**Material supplied**

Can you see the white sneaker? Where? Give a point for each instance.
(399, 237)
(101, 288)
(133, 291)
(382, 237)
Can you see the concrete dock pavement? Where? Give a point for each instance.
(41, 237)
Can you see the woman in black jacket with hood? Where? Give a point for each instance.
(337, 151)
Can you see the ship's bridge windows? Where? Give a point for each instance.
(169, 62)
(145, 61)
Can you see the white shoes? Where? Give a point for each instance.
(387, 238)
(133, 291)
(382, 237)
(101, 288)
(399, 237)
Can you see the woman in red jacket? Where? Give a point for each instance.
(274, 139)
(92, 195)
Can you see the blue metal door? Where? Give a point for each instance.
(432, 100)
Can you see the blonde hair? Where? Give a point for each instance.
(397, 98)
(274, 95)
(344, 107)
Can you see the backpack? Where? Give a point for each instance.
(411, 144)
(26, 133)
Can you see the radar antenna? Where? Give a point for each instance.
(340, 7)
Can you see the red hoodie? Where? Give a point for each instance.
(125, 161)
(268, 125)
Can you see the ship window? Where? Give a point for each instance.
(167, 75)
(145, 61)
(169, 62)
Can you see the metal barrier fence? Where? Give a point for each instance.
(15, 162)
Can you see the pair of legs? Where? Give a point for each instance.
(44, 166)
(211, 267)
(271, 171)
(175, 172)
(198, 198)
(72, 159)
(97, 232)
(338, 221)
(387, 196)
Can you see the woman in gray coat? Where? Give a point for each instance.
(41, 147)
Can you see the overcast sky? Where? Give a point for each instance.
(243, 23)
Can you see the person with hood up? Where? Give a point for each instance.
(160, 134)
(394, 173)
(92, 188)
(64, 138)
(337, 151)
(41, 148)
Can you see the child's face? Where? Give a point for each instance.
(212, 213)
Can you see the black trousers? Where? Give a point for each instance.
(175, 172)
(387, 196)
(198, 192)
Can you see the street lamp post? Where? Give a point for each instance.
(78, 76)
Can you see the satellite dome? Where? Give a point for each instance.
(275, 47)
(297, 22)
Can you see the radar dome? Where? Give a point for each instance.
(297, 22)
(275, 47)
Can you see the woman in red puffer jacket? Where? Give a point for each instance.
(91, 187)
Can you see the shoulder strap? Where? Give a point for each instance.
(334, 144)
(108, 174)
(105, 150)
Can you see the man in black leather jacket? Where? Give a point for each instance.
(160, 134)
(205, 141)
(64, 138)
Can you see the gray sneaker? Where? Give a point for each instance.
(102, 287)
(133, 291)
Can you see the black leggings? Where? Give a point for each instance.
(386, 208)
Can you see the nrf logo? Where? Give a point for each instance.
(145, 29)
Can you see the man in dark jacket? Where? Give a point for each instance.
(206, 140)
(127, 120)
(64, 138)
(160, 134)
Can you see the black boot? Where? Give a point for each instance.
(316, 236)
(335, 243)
--
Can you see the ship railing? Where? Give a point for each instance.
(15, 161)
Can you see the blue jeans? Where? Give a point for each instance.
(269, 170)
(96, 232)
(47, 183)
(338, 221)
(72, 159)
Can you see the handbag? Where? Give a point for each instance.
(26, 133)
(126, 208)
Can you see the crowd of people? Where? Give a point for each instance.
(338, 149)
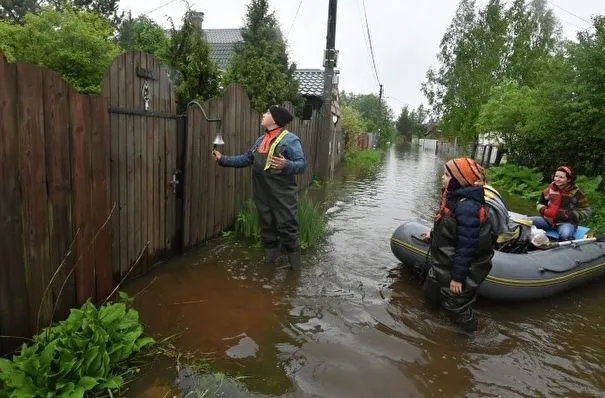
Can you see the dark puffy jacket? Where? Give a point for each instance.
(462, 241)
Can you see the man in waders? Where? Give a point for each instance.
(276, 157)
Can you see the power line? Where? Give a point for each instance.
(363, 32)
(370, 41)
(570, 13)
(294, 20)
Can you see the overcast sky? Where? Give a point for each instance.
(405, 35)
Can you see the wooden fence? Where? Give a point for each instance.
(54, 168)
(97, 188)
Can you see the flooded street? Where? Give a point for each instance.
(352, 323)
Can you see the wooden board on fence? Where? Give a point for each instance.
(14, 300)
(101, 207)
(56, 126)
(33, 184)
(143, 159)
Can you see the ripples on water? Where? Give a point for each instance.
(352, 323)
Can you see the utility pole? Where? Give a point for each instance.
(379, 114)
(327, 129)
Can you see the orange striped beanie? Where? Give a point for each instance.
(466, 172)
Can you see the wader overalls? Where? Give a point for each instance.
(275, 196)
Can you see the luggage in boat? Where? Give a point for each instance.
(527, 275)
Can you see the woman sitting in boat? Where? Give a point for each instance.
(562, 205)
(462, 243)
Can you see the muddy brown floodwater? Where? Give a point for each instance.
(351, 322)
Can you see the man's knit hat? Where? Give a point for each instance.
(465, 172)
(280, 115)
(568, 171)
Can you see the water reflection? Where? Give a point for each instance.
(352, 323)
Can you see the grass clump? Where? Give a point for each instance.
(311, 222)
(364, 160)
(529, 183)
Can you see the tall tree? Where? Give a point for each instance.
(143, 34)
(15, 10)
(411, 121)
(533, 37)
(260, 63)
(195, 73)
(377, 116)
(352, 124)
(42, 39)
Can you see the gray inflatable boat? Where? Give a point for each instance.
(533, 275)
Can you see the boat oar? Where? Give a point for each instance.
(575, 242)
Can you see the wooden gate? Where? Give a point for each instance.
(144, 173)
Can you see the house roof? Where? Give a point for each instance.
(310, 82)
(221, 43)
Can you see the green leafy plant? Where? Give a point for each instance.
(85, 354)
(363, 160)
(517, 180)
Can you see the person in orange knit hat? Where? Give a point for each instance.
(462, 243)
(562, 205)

**Set problem**
Pick out every line of the items above that contains the string "street". Case counts.

**Answer to the problem**
Can you see the street lamp post? Where? Give a point for each instance.
Can you see the flooded street? Where? Give a point for each instance.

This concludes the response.